[Dataset entries]
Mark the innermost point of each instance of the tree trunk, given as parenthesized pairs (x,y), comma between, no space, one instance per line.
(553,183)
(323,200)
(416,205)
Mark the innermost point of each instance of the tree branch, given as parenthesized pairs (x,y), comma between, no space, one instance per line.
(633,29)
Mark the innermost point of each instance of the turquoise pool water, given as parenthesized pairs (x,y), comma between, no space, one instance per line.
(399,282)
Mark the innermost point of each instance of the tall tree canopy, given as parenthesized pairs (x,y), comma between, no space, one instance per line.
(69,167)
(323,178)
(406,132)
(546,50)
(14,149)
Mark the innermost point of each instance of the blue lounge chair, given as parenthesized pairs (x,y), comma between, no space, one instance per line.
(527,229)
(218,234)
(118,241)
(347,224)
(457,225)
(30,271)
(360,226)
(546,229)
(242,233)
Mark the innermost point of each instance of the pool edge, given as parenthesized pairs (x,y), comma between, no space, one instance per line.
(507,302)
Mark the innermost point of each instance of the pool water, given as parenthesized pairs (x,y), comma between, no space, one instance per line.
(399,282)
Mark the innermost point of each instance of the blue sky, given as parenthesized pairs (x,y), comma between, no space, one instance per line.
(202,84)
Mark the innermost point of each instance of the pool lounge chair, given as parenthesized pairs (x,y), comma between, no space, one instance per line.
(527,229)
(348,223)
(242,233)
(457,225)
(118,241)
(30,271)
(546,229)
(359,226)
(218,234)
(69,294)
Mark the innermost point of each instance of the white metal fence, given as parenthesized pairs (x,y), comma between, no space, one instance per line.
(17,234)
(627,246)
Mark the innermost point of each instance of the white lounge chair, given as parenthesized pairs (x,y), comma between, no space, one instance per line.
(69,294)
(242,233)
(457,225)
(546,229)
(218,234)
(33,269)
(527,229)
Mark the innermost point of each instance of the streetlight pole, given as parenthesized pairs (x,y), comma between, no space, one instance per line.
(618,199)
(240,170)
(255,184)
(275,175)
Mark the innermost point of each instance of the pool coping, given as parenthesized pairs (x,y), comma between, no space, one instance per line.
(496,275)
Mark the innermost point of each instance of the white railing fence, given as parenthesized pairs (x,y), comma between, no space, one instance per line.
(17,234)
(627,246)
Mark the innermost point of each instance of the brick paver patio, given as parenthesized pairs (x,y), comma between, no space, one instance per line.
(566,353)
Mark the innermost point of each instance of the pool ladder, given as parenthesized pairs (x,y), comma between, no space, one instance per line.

*How to complete this task*. Give back exactly the lines from the one that contains "Mark the innermost point of each instance of the white lounge" to the end of the data above, both of those lines included.

*Reply to the exercise*.
Mark the innermost point of each instance of the white lounge chair, given as parenthesized pairs (x,y), comma between, no space, one instance per line.
(69,294)
(242,233)
(457,225)
(546,229)
(218,234)
(33,269)
(527,229)
Mark the innermost point of each instance of the streetlight pole, given as parenthesized pairs (x,y), comma between, no space, one instance per line.
(618,199)
(240,170)
(255,184)
(275,175)
Mark the innermost point of each instance of the pool coping, given as parenthesized pairs (x,y), comma between, no space, one instance per line.
(496,275)
Mark the innermost point of each instance of the white railing fence, given as parenthesized pairs (x,y), comma between, no space, one instance per line.
(17,234)
(627,246)
Mark the innermost point of each instance of the brick paver patio, given as parenthesized pairs (x,y), comma between, no space, one instance per line.
(566,353)
Mark the innermost point of each instance of the pool ladder, given as parenthesized pairs (x,y), comma between, no space, one instance per line.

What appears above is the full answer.